*INSTRUCTIONS TO FOLLOW*.
Report every line of the listing below that contains the string "positive", copying each one in full. Case counts.
[DATA FOR THIS EXERCISE Boundary: Start]
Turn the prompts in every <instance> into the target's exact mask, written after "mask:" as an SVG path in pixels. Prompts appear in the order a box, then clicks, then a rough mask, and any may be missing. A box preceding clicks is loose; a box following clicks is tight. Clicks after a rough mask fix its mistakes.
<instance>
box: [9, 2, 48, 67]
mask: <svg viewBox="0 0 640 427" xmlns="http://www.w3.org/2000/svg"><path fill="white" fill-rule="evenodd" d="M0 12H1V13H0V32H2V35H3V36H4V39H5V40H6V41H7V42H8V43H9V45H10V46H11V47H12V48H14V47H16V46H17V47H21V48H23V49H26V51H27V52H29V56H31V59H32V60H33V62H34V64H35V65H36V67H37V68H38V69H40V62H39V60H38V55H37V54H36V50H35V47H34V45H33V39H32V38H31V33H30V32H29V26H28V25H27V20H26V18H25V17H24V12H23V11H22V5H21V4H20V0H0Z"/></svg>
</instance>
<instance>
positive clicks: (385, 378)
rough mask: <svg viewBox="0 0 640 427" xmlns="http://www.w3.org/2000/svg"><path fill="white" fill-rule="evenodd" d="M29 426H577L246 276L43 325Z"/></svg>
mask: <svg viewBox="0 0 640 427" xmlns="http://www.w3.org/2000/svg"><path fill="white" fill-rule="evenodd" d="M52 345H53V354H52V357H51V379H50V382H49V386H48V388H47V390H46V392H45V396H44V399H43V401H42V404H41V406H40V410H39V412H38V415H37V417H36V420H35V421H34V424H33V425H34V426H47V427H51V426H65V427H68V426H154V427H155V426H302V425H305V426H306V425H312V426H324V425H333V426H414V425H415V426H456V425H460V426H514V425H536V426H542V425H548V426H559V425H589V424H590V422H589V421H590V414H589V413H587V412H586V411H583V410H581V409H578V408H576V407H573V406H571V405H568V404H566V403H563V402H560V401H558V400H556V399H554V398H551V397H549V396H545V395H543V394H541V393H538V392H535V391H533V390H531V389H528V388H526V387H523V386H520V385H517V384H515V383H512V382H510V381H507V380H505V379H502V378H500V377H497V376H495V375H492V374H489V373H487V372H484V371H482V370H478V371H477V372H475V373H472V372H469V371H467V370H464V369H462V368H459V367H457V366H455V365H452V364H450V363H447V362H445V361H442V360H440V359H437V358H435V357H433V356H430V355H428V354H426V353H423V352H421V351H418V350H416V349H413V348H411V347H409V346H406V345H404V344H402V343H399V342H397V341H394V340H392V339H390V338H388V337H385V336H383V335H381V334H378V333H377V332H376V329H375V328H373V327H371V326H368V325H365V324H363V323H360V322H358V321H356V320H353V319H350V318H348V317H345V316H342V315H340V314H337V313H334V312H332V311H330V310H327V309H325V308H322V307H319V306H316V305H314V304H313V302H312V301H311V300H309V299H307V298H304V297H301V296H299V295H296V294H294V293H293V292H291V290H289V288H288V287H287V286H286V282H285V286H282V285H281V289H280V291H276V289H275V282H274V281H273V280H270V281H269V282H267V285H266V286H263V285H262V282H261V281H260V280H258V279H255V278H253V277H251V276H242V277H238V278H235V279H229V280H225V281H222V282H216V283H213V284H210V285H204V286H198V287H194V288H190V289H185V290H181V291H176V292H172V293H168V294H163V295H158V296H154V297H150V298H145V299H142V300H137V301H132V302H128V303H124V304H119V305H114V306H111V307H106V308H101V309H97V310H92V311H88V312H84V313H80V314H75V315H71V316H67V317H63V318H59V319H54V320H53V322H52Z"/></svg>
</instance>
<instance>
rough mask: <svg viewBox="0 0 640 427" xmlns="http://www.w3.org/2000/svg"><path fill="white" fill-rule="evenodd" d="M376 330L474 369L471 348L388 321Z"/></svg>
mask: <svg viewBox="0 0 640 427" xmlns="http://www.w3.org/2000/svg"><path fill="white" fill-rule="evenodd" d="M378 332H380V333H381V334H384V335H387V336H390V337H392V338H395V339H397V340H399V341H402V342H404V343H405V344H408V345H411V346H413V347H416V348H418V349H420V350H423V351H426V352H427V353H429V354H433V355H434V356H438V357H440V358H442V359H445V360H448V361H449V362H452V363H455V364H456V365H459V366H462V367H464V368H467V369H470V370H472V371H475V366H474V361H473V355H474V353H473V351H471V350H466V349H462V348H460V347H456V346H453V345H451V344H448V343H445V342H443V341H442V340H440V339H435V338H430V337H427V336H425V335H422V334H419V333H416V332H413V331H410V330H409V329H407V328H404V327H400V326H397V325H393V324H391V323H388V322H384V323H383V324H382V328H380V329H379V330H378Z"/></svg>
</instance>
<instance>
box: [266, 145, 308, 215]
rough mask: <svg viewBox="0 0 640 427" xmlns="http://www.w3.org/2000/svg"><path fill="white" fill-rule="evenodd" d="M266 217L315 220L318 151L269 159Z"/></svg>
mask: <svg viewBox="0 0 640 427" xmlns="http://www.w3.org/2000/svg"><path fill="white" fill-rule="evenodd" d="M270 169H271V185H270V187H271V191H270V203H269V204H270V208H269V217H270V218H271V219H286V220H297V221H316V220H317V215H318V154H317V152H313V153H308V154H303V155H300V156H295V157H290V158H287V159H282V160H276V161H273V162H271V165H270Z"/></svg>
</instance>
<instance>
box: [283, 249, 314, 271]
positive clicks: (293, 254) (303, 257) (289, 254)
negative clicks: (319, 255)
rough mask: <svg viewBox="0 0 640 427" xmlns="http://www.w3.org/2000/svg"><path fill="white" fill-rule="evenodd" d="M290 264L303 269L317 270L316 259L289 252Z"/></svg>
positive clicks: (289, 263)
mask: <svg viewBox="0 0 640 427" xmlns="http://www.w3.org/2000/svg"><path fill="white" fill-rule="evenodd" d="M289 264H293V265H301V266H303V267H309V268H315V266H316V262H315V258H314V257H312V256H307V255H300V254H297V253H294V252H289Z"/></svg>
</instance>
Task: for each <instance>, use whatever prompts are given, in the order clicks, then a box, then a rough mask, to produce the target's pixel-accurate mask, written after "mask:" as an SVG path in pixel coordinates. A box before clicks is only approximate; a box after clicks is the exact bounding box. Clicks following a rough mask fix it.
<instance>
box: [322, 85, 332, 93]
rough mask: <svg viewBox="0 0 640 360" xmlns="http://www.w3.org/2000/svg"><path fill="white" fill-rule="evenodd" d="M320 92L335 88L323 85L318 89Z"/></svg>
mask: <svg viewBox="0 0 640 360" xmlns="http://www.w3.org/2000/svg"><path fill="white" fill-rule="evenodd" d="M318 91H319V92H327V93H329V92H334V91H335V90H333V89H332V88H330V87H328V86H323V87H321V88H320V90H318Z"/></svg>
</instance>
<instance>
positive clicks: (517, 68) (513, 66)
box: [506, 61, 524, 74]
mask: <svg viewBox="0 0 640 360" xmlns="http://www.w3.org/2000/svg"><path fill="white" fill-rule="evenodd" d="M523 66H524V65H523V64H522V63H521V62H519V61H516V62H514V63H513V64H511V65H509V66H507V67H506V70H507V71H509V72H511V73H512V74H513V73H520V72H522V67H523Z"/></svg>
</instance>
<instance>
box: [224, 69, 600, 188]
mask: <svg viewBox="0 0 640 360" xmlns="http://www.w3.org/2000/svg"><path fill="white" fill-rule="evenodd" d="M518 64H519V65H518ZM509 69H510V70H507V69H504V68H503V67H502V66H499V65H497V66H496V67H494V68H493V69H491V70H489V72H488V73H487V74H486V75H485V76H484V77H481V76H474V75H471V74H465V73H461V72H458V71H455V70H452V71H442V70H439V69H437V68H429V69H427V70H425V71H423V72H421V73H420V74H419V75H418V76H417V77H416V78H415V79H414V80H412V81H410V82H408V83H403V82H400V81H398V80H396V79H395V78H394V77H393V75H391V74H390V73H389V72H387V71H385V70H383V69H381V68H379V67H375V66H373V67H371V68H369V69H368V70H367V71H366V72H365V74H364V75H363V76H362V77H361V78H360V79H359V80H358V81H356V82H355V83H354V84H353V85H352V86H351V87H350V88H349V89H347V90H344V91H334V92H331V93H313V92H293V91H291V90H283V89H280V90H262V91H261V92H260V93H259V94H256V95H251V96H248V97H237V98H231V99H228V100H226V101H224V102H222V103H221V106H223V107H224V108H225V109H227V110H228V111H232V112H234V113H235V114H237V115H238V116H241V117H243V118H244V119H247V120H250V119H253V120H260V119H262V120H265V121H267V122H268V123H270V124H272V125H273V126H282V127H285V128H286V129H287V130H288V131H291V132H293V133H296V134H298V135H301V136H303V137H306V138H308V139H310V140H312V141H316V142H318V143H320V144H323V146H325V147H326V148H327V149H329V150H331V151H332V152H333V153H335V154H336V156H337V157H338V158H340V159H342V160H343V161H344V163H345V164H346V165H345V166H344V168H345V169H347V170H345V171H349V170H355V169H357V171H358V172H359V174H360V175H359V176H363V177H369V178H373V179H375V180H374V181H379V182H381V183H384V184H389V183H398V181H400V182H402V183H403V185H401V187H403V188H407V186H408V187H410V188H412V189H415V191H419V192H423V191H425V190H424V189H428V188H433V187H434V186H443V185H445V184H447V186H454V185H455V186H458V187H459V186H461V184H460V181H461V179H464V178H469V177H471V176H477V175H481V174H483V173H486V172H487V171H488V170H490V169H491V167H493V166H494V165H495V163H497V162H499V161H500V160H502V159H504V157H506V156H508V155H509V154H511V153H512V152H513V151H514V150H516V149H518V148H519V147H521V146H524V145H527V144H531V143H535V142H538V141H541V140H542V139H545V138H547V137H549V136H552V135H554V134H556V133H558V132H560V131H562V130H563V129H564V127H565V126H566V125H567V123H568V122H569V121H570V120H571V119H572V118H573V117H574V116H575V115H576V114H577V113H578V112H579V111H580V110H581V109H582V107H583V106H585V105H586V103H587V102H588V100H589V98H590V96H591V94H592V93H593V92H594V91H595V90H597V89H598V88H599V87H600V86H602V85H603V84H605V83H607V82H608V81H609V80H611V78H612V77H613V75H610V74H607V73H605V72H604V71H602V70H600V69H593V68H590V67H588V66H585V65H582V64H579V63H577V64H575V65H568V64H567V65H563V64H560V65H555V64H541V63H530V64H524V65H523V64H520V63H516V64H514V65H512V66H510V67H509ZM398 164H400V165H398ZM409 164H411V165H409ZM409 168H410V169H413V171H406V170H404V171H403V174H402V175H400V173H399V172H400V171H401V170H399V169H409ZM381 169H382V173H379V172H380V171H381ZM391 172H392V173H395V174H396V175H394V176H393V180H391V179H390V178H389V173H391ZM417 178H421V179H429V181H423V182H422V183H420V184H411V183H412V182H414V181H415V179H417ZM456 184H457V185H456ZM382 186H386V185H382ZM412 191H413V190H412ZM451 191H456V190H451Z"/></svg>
[DATA FOR THIS EXERCISE Boundary: End]
*TASK OUTPUT*.
positive clicks: (385, 378)
positive clicks: (293, 254) (303, 257) (289, 254)
positive clicks: (289, 263)
positive clicks: (517, 68) (513, 66)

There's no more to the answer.